=== DOCUMENT ===

I know of one application of some of your concepts.

A sum of distinct unit fractions is called an Egyptian fraction; for example $1/2+1/4+1/6$. $2=1+1$ is not such a sum, but we can easily write 2 as an Egyptian fraction: $2=1+1/2+1/3+1/6$.

In fact, any positive rational $x$ is representable as an Egyptian fraction. The argument to see that this is the case splits into two cases.

As observed by Fibonacci, if $x<1$, a greedy algorithm works ("repeatedly choose the unit fraction with the smallest denominator that is no larger than the remaining fraction to be expanded"). The point is that if $\displaystyle\frac1a< \frac pq<\frac1{a-1}$, then $pa-q<p$ and therefore the numerator of $\frac pq -\frac1a$ is strictly smaller than $p$, so the greedy algorithm terminates.

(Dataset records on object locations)

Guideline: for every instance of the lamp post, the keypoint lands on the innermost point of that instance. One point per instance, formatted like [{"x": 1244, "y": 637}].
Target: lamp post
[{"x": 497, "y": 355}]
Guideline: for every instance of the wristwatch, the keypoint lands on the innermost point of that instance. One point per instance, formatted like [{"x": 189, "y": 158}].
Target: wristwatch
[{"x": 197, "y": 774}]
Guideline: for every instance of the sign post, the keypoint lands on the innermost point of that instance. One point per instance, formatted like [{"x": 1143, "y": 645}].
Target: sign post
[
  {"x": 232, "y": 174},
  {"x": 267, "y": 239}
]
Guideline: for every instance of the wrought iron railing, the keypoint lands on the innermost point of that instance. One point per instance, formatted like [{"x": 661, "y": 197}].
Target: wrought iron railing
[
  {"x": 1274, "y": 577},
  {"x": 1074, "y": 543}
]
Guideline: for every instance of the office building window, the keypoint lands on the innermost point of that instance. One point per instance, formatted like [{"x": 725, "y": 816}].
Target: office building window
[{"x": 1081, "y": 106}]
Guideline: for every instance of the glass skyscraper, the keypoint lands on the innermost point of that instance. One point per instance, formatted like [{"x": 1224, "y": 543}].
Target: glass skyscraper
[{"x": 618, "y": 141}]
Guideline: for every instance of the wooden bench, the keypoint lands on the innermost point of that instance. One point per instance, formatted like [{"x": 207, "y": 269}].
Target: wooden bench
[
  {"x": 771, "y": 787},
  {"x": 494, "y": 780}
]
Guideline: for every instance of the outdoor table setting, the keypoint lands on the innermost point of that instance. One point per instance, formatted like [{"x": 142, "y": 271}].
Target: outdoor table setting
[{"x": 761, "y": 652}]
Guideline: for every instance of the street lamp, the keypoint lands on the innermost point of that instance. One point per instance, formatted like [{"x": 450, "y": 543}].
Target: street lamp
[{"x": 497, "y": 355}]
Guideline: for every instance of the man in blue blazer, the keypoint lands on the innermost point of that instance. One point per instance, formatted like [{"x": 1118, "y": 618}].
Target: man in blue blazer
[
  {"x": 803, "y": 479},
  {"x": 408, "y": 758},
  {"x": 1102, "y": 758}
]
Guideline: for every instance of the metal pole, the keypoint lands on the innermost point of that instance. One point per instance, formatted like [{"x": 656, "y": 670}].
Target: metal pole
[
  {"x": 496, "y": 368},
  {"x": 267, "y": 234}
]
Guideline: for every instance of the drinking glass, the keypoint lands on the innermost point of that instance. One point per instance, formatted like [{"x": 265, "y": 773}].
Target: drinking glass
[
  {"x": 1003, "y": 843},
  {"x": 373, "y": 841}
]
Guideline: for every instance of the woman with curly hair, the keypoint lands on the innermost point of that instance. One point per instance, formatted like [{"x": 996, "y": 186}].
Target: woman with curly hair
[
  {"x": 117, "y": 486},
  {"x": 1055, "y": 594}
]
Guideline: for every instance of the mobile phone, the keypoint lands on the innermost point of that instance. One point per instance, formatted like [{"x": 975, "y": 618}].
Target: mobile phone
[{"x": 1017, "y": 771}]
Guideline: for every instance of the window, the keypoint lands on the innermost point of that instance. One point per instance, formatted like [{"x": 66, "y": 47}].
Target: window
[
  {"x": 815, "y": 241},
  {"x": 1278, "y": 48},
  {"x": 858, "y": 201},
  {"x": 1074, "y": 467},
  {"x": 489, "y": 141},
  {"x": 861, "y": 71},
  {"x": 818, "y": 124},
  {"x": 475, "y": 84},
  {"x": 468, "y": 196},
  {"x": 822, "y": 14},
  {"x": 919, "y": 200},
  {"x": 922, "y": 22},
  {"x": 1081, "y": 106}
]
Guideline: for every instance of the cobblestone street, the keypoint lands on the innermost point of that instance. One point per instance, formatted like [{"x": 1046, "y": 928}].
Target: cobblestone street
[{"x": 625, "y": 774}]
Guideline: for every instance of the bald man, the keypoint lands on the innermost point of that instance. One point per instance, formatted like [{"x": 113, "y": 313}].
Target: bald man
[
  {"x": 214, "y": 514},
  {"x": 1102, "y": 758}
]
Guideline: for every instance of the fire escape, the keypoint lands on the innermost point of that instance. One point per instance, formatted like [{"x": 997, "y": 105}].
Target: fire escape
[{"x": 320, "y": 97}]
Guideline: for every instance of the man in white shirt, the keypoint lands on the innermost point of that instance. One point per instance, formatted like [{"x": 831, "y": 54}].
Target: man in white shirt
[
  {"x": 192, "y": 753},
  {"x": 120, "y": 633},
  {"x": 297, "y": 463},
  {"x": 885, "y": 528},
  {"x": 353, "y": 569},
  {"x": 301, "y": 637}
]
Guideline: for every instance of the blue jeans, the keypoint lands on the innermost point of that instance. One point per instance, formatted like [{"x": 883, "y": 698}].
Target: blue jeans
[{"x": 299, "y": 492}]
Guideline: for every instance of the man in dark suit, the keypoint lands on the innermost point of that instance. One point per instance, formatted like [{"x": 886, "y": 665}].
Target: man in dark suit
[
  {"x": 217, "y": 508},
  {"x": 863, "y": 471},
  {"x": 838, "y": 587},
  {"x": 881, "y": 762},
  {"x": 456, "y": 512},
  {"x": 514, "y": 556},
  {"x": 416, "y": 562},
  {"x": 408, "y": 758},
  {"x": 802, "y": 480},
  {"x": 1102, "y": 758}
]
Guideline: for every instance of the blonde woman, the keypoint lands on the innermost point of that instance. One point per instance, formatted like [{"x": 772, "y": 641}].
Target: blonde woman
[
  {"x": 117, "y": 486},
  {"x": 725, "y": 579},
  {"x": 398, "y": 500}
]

=== GIVEN EXERCISE 1 ===
In the passage on Egyptian fractions, who observed that a greedy algorithm works when $x<1$?
=== GIVEN EXERCISE 2 ===
Carry the passage on Egyptian fractions forward from its last sentence.
The records have no connection to the text.

=== REPLY 1 ===
Fibonacci

=== REPLY 2 ===
If $x>1$, let $n$ be the index of $x$. Then $0\le r(x)=x-H(n)<1$ and we are back in the previous case, because the fractions the greedy algorithm associates to $r(x)$ all have denominator larger than $n+1$ (by definition of index).

I am not sure who this argument is due to, but it is classic. You may find it in the Victor Klee - Stan Wagon book, "Old and New Unsolved Problems in Plane Geometry and Number Theory".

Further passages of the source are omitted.